Text section ▸
···

Data management and statistical analysis were performed using SAS software, version 9.4 (SAS Institute, Cary, North Carolina, USA) and R 3.4 (R Core Development Team, 2017, R Foundation for Statistical Computing, Vienna, Austria). Rater agreement was assessed using intraclass correlation coefficients for continuous variables and weighted kappa statistics for categorical variables. Quadratic weighted kappa coefficients were utilized for the analysis in order to take account of the degree of disagreement, along with 95% confidence interval based on 1000 bootstrap sample. Linear weighted kappa coefficients were also utilized for consistency with existing literature. Consistent with previous mLPC reliability literature, kappa values were assessed based on the guidelines suggested by Landis and Koch,¹⁷ with a kappa value of 0 to 0.20 representing slight agreement, 0.21 to 0.40 fair agreement, 0.41 to 0.60 moderate agreement, 0.61 to 0.80 good agreement and 0.81 to 1.00 almost perfect agreement. A 95% confidence interval was reported for all measures and significance was set at p < 0.05.

Results

Primary outcome – rater agreement, inter-observer and intra-observer reliability

In total, 26 surgeons completed mLPC assessment of 40 Perthes cases. Individual surgeon’s performance varied from 48% to 88% agreement with the mLPC gold standard (Fig. 1). The majority of surgeons rated the 40 patients according to the mLPC as follows: no patients were Lateral Pillar Group A, 20 patients were Group B, three patients were Group B/C border and 17 were Group C.

Fig. 1 — Percent agreement of each individual rater’s mLPC relative to the group mode (i.e. gold standard) mLPC. The top five performer raters are raters 45, 61, 57, 50, 39.

The weighted kappa for inter-observer agreement was 0.64 (95% confidence interval: 0.55 to 0.74), whether quadratic weighting or linear weighting were utilized. This indicates low good agreement. Agreement among the surgeons was highest and similar for Groups B (71.5 ± 17.8%) and C (70.6 ± 20.3%), and lowest for the B/C border Group (42.3 ± 0.0%) (Fig. 2). There were two cases with 100% agreement; both hips were severe Group C (Fig. 3). Five cases had 90% agreement, all of which were either mild Group B or severe Group C (Fig. 4). For the B/C border Group, there were only three cases, and agreement was 42% (Fig. 2). Other cases with low inter-observer agreement (≤ 50%) were either severe Group B hips or mild Group C (i.e. hips at the border of B and C; Fig. 5).

···

What to do ▸
1. In the Perthes classification study, what was the weighted kappa for inter-observer agreement, with its 95% confidence interval?
2. Continue the Perthes classification study from its last sentence.

···

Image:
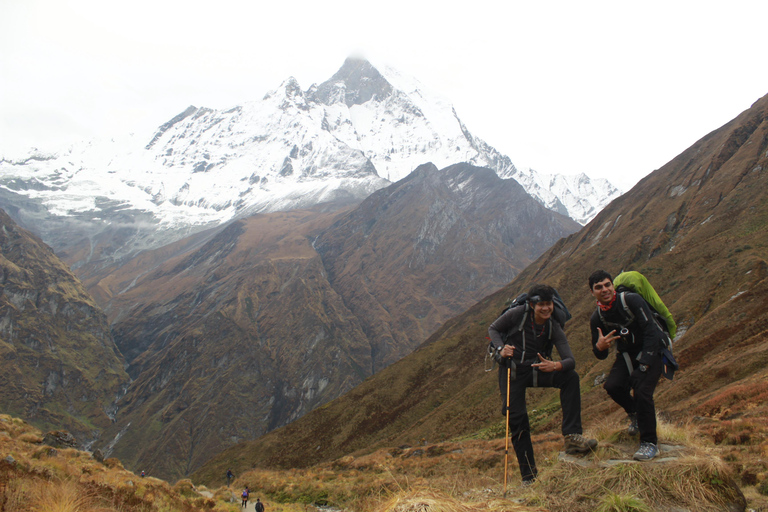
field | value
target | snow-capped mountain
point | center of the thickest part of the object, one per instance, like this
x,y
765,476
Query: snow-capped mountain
x,y
340,140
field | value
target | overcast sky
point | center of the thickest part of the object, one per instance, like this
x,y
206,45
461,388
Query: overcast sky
x,y
612,89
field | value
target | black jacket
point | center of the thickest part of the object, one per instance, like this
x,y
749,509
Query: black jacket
x,y
645,338
528,343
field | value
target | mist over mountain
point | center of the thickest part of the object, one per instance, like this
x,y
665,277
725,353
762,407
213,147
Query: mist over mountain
x,y
697,228
102,201
279,313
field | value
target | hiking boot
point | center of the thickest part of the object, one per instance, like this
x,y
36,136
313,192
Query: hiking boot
x,y
577,443
647,451
633,429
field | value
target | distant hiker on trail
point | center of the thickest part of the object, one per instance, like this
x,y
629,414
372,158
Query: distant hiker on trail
x,y
525,361
638,365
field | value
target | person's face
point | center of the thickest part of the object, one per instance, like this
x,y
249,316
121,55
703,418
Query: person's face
x,y
603,291
542,310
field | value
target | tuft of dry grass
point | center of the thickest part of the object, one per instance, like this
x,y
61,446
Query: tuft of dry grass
x,y
35,479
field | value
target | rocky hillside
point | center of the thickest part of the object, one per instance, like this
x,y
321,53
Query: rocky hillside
x,y
234,335
58,363
697,227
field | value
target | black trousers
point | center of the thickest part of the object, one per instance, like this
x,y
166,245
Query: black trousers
x,y
519,427
634,393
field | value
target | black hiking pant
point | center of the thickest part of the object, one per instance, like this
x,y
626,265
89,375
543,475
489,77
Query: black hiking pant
x,y
634,393
519,427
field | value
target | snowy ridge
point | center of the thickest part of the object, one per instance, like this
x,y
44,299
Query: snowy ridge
x,y
340,140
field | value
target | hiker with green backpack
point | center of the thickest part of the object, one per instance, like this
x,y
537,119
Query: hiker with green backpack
x,y
522,339
641,336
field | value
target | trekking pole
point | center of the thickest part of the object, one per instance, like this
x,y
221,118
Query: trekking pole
x,y
506,434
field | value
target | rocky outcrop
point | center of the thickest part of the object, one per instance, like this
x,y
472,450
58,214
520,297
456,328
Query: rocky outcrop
x,y
58,362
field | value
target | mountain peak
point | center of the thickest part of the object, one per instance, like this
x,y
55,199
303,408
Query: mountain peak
x,y
359,82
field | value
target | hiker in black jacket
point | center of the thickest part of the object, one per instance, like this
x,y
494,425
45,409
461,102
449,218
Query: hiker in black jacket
x,y
525,359
638,366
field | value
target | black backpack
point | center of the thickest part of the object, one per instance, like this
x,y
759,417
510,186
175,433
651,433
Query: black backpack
x,y
560,314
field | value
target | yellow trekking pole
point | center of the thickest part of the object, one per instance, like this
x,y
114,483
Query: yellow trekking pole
x,y
506,435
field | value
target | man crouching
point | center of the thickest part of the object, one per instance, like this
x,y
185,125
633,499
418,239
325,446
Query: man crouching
x,y
526,361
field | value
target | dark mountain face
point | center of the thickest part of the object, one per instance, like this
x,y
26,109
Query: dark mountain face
x,y
421,250
357,80
278,314
60,367
697,228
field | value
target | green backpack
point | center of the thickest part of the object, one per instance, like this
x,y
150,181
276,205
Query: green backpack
x,y
636,282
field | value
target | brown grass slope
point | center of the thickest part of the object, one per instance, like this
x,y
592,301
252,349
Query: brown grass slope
x,y
697,227
35,477
59,366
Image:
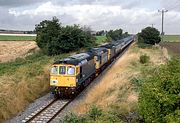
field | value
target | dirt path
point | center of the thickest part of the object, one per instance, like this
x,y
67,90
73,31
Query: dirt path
x,y
10,50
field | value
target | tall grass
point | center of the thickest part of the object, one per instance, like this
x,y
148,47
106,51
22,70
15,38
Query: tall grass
x,y
22,81
117,91
17,38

···

Task-by-task outputs ▸
1. 0.64 (95% confidence interval: 0.55 to 0.74)

2.
Fig. 2 — Percent rater agreement in mLPC on a case-by-case basis. The bars represent the percent of raters who were in agreement for the case. The mode mLPC for each case is denoted in brackets next to the case number along the y-axis.

Fig. 3 — Radiograph of Case 14, with 100% rater agreement of a Group C hip.

Fig. 4 — Radiograph of Case 25, with 90% rater agreement of a mild Group B hip.

Fig. 5 — Radiographs of two cases with the lowest rater agreement (38%) for mLPC. **(a)** For this case (21), the mode mLPC was Group B, and the top five highest-performing raters assigned three different classifications (group B, B/C border, and C) and selected four different radiographs. **(b)** For this case (7), the mode mLPC was Group C, and the top-five highest raters reported three different classifications (B, B/C border, C) and three different radiographs were selected.

In all, 21 surgeons completed two additional rounds of mLPC assessments of the 40 Perthes cases for the purpose of determining intra-observer reliability. Average weighted kappa for intra-observer agreement was 0.82 (range: 0.35 to 0.99). Of the 21 surgeons, 20 had a weighted kappa of 0.67 or higher, indicating good or almost perfect agreement. One surgeon had fair agreement.

Secondary outcomes – radiographic selection and experience level

Radiograph selection did not influence gold standard assignment of mLPC (Fig. 6). There were no cases for which all 26 observers selected a single radiograph to assess mLPC. For 95% of cases, the raters selected three or more different radiographs, which spanned a period of six months or more. Even for the two cases with 100% mLPC agreement, only 42% of observers used the same radiograph to assign mLPC. Surgeons’ mLPC performance was not influenced by their years of clinical experience in paediatric orthopaedics (p = 0.51).

Discussion

Legg Calvé Perthes disease is a heterogeneous disease with varied presentations and outcomes, coupled with wide-ranging opinions on appropriate treatments for the disease. It is important that paediatric orthopaedic surgeons can reliably classify severity of disease radiographically. An easy to use, reliable classification system is essential to assist with determining clinical prognosis and to allow for consistent comparison of patients and studies. In this study, we demonstrate that the mLPC has low good inter-observer agreement (weighted kappa = 0.64 with 95% confidence interval of 0.54 to 0.74) among a large group of international paediatric orthopaedic surgeons with varied duration of clinical experience. The intra-observer agreement was good or almost perfect for 20 of 21 raters, with an overall range between 0.35 to 0.99 (weighted kappa). Allowing surgeons to independently select the radiograph for rating, as is done in the clinical setting, did not appear to affect the mLPC assigned.

Various groups have investigated the reliability of the original lateral pillar classification which consists of three groups (Group A, B and C), and demonstrated moderate to good agreement, with weighted kappa values ranging from 0.49 to 0.72.^2,3,7,9,10 With the exception of Herring’s initial study of the LPC which included 16 observers,⁷ subsequent studies have used a smaller number of raters, ranging from two to five observers. Podeszwa et al⁹ included five observers of different levels of experience, spanning from a third-year orthopaedic resident to a paediatric orthopaedic surgeon with 25 years of experience, and concluded that level of experience did not affect inter-rater reliability for LPC.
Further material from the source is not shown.